From the first line of the data below, repeat each line exactly until you reach the line with "task | put one marker on every instance of the rustic"; include that line too.

Saved entries:
⟨

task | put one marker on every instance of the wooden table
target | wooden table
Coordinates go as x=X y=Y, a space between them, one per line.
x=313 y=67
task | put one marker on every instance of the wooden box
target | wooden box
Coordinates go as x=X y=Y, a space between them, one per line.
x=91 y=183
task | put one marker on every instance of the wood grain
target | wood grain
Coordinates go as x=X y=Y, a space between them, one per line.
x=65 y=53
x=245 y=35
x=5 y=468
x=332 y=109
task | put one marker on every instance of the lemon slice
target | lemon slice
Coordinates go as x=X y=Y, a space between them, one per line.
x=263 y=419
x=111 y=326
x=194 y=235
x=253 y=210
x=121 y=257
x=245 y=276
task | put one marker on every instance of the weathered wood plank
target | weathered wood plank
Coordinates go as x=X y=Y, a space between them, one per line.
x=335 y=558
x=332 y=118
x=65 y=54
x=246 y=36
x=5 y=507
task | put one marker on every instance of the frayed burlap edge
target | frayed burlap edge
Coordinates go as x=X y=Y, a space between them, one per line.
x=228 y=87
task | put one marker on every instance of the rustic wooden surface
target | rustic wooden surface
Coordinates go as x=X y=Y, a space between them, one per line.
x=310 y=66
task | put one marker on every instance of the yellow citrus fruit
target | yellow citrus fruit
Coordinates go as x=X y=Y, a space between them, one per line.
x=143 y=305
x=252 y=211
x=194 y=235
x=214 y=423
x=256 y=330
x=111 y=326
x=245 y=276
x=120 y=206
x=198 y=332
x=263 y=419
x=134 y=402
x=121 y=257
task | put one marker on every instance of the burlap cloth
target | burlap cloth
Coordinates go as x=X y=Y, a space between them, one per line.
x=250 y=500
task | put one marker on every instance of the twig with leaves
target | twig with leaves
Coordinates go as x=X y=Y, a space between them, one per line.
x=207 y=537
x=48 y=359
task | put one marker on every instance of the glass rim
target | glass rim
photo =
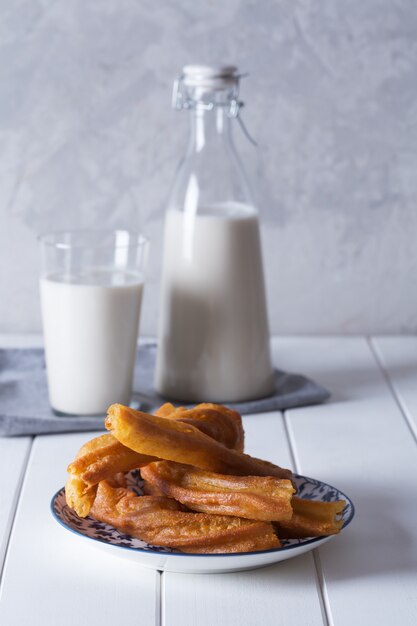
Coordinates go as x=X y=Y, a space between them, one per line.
x=56 y=239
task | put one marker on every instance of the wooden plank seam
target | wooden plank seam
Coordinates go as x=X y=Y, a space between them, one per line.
x=15 y=508
x=319 y=575
x=391 y=385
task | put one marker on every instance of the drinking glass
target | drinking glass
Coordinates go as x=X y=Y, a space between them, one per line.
x=91 y=290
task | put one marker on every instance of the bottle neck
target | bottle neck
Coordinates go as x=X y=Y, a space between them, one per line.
x=209 y=128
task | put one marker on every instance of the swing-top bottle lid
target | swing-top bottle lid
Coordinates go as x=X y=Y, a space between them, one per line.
x=210 y=76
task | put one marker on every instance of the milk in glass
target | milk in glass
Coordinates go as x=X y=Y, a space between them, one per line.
x=90 y=324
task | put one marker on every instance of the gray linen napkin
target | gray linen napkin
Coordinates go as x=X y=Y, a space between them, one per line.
x=25 y=410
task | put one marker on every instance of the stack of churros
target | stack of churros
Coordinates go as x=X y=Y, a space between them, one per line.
x=203 y=494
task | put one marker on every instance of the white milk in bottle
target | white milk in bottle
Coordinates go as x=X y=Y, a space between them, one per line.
x=214 y=329
x=213 y=332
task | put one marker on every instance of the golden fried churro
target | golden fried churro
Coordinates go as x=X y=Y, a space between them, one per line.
x=104 y=456
x=263 y=498
x=217 y=421
x=173 y=440
x=312 y=518
x=159 y=521
x=98 y=459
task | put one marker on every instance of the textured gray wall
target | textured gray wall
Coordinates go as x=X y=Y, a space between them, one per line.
x=87 y=138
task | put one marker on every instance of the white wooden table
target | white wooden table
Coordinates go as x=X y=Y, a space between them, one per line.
x=363 y=440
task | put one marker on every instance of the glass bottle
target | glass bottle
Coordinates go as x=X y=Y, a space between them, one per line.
x=213 y=342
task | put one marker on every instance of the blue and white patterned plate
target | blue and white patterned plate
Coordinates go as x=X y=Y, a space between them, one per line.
x=166 y=559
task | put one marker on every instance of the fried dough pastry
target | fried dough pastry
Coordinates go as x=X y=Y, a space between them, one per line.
x=159 y=521
x=104 y=456
x=263 y=498
x=98 y=459
x=312 y=518
x=217 y=421
x=173 y=440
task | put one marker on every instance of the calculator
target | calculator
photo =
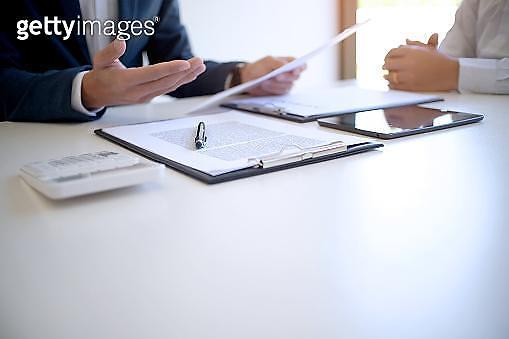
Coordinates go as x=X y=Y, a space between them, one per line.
x=78 y=175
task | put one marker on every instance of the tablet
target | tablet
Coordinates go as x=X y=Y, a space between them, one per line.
x=399 y=122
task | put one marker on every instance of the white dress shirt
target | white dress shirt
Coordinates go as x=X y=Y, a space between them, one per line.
x=93 y=10
x=480 y=40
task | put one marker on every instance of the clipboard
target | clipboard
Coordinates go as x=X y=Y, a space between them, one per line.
x=247 y=172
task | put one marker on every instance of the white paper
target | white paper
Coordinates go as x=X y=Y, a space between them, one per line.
x=283 y=69
x=339 y=100
x=234 y=142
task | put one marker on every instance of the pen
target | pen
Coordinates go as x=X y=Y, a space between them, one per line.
x=201 y=139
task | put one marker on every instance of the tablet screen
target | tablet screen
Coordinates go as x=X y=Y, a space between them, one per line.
x=398 y=120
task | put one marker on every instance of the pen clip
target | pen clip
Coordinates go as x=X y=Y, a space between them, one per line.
x=201 y=139
x=282 y=158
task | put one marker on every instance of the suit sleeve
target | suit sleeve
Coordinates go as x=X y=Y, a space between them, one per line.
x=171 y=42
x=37 y=97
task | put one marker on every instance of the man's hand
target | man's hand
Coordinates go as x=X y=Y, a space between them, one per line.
x=279 y=85
x=109 y=83
x=417 y=68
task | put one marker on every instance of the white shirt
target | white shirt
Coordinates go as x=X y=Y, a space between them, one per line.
x=93 y=10
x=480 y=39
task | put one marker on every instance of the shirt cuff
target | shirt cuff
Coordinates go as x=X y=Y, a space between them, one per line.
x=76 y=102
x=477 y=75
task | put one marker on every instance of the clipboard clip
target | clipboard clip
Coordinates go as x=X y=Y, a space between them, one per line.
x=283 y=157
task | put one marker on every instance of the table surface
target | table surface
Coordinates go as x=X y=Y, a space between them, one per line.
x=408 y=242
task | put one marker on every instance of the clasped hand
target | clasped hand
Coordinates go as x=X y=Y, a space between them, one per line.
x=417 y=66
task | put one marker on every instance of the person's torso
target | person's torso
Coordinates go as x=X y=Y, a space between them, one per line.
x=492 y=29
x=39 y=53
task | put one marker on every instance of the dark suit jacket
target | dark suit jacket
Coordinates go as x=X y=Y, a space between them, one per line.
x=36 y=74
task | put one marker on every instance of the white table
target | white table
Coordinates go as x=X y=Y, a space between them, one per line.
x=408 y=242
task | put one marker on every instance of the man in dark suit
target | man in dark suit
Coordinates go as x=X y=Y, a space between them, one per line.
x=46 y=77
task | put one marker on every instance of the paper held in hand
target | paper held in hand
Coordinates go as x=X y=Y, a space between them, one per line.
x=283 y=69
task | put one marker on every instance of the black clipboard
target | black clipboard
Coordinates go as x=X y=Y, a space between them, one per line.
x=282 y=114
x=239 y=174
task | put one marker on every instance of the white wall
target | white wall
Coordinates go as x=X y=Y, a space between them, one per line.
x=226 y=30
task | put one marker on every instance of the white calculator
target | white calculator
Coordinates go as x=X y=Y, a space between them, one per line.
x=89 y=173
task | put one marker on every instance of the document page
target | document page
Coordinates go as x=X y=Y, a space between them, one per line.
x=235 y=140
x=286 y=68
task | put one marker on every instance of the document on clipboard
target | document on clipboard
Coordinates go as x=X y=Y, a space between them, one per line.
x=283 y=69
x=238 y=145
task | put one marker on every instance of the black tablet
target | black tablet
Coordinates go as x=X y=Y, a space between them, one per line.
x=399 y=122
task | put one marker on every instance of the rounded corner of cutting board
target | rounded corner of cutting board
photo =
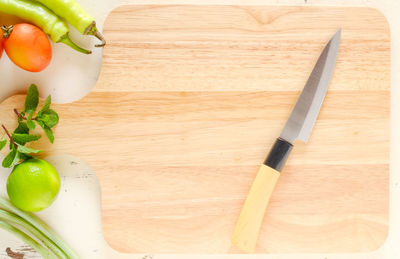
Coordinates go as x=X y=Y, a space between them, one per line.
x=144 y=57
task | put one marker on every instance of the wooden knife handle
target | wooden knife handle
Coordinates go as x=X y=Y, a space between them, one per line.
x=248 y=225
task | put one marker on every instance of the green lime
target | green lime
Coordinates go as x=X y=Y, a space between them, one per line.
x=33 y=185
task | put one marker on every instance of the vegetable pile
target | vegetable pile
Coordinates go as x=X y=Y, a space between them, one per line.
x=46 y=118
x=27 y=44
x=34 y=183
x=34 y=232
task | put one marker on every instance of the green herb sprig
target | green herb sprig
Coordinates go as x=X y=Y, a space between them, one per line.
x=46 y=118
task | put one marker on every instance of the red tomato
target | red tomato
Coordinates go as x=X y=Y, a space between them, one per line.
x=1 y=45
x=28 y=47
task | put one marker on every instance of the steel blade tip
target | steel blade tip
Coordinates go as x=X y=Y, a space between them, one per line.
x=304 y=114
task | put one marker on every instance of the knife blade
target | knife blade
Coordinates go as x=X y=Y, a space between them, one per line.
x=298 y=127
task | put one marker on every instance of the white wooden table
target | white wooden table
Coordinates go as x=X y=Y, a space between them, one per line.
x=76 y=213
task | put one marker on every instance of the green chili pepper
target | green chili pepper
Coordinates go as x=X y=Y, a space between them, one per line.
x=73 y=13
x=42 y=17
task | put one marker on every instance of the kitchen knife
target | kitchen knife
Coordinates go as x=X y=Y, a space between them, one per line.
x=298 y=126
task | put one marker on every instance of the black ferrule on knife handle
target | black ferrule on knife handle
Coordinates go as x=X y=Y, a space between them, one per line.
x=278 y=155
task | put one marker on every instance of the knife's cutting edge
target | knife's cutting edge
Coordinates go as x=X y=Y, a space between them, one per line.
x=298 y=126
x=305 y=112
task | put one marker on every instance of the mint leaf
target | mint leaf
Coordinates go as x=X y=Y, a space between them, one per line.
x=47 y=130
x=45 y=106
x=3 y=142
x=22 y=128
x=31 y=125
x=11 y=159
x=49 y=118
x=24 y=138
x=27 y=150
x=32 y=99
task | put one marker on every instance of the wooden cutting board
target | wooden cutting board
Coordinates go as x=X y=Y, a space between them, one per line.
x=189 y=100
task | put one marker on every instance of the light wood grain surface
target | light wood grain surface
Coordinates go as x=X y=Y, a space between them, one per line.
x=189 y=100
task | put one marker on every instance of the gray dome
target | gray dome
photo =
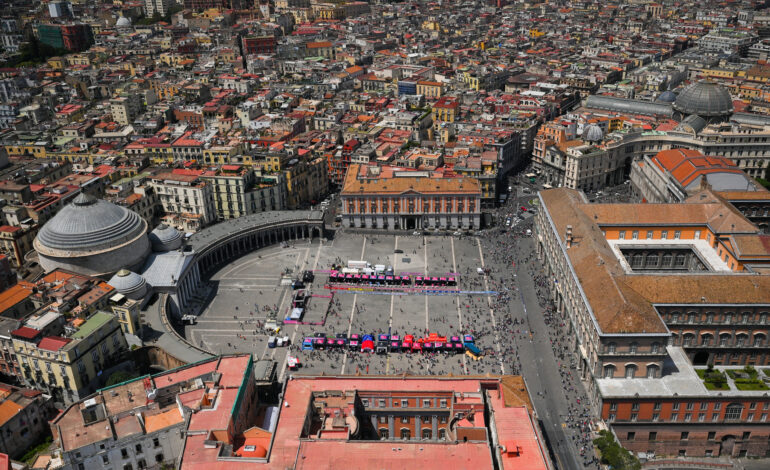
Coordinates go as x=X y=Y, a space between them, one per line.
x=165 y=238
x=667 y=96
x=593 y=133
x=92 y=237
x=89 y=224
x=706 y=99
x=129 y=283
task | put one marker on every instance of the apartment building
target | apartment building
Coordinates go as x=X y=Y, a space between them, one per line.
x=374 y=197
x=238 y=191
x=187 y=198
x=687 y=296
x=72 y=364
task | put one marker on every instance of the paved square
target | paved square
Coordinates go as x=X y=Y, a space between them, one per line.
x=247 y=290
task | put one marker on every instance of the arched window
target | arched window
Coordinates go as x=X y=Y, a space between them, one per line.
x=733 y=411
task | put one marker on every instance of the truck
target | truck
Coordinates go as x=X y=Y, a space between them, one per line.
x=358 y=264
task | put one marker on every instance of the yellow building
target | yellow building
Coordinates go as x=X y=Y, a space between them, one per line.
x=429 y=89
x=56 y=63
x=70 y=367
x=126 y=311
x=27 y=150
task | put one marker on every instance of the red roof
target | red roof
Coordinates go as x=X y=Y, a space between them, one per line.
x=26 y=332
x=53 y=343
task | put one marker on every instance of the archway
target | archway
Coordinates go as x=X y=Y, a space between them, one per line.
x=726 y=446
x=701 y=358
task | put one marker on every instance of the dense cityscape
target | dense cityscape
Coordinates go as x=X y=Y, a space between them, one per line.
x=326 y=234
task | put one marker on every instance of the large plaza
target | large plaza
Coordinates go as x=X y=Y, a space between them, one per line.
x=246 y=291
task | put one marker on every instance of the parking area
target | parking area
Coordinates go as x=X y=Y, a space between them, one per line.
x=248 y=290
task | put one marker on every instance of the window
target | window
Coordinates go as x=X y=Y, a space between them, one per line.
x=733 y=411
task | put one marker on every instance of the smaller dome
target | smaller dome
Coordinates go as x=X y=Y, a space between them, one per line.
x=129 y=283
x=593 y=133
x=165 y=238
x=667 y=96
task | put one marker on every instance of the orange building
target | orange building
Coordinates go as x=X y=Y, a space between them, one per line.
x=379 y=197
x=669 y=310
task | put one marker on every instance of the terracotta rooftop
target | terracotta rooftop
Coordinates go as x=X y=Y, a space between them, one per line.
x=624 y=303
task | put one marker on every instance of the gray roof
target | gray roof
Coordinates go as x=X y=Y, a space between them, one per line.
x=667 y=96
x=128 y=282
x=165 y=269
x=593 y=133
x=692 y=123
x=209 y=235
x=165 y=238
x=89 y=224
x=625 y=105
x=750 y=118
x=704 y=98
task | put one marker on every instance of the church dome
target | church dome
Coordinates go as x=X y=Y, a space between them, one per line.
x=593 y=133
x=706 y=99
x=667 y=96
x=129 y=283
x=92 y=237
x=165 y=238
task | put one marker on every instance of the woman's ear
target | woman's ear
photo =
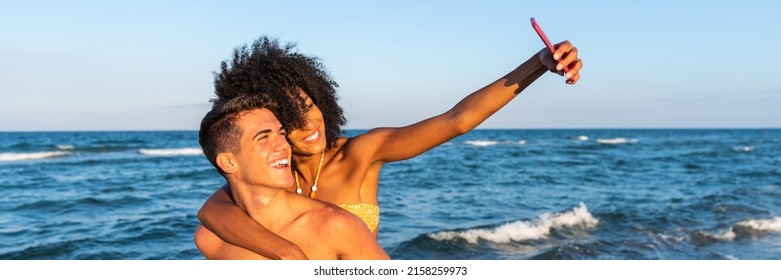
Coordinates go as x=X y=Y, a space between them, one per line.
x=227 y=163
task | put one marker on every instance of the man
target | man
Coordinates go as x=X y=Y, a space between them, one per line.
x=245 y=141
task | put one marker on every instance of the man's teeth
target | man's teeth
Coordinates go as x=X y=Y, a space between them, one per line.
x=282 y=162
x=312 y=137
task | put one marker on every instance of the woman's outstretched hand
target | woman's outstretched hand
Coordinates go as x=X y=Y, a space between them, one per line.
x=566 y=56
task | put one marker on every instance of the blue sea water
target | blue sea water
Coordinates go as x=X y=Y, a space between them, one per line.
x=490 y=194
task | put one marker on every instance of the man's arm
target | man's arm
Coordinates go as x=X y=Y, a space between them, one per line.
x=214 y=248
x=394 y=144
x=228 y=222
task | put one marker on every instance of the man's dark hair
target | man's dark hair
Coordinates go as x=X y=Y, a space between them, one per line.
x=277 y=72
x=220 y=131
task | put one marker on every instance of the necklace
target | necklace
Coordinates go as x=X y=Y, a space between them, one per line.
x=317 y=176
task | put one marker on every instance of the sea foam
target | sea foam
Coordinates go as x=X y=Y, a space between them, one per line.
x=748 y=228
x=485 y=143
x=524 y=230
x=30 y=156
x=614 y=141
x=171 y=152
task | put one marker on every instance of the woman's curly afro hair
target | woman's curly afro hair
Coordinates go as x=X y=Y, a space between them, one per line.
x=267 y=68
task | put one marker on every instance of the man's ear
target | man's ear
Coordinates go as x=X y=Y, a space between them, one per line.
x=227 y=163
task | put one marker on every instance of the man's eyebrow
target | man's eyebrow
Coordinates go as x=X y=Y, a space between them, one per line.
x=265 y=131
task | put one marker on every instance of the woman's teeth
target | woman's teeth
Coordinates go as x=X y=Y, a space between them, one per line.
x=281 y=162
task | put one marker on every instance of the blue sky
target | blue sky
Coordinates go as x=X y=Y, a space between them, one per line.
x=147 y=65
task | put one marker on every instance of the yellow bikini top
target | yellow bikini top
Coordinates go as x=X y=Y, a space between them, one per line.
x=369 y=213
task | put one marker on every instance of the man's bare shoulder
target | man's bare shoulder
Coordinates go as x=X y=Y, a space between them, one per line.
x=330 y=220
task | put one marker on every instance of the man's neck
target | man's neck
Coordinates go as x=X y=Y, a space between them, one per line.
x=261 y=202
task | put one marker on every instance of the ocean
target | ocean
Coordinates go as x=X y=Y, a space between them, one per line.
x=625 y=194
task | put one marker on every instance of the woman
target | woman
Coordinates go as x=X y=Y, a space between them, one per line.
x=340 y=170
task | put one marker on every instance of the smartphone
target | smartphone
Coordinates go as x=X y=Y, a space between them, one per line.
x=545 y=40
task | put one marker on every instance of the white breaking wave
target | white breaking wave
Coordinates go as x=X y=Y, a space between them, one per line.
x=743 y=149
x=481 y=143
x=484 y=143
x=524 y=230
x=748 y=227
x=615 y=141
x=171 y=152
x=30 y=156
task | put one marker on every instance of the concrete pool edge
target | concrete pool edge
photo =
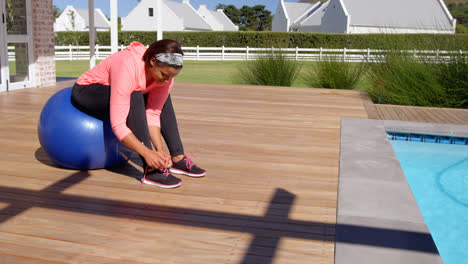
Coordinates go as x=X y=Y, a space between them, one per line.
x=378 y=219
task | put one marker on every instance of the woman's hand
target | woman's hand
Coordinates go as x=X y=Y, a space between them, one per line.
x=156 y=160
x=167 y=157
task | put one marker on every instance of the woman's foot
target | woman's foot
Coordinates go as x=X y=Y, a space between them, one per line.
x=184 y=165
x=160 y=178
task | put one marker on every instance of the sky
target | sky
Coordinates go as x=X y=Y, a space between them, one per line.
x=125 y=6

⟩

▸ **Solution to this task**:
task | put one marker on every instance of the wooden table
target | wooden table
Coordinates go as x=X y=Y, a space between them, one per line.
x=313 y=67
task | put one marker on every instance of the wooden box
target | wooden box
Coordinates go as x=X y=Y, a space between them, one per line.
x=91 y=183
task | put one marker on every instance of the wood grain
target | wood grain
Coordinates go as x=X y=Y, a space between them, one per line.
x=65 y=53
x=245 y=35
x=5 y=468
x=332 y=109
task | put one marker on every instance of the lemon slice
target | lemon slice
Coordinates go as x=X y=Y, a space between them, one per line.
x=263 y=419
x=111 y=326
x=194 y=235
x=253 y=210
x=121 y=257
x=245 y=276
task | put one marker on every instance of the weathered wood plank
target | weathered wood plank
Coordinates go as x=X y=Y, a space between them, one per line.
x=335 y=558
x=332 y=118
x=65 y=54
x=246 y=36
x=5 y=507
task | put one marker on every instance of the frayed burlap edge
target | frayed burlap edge
Coordinates go as x=X y=Y, a space between them, one per line.
x=228 y=87
task | put one marker on every instance of the rustic wooden surface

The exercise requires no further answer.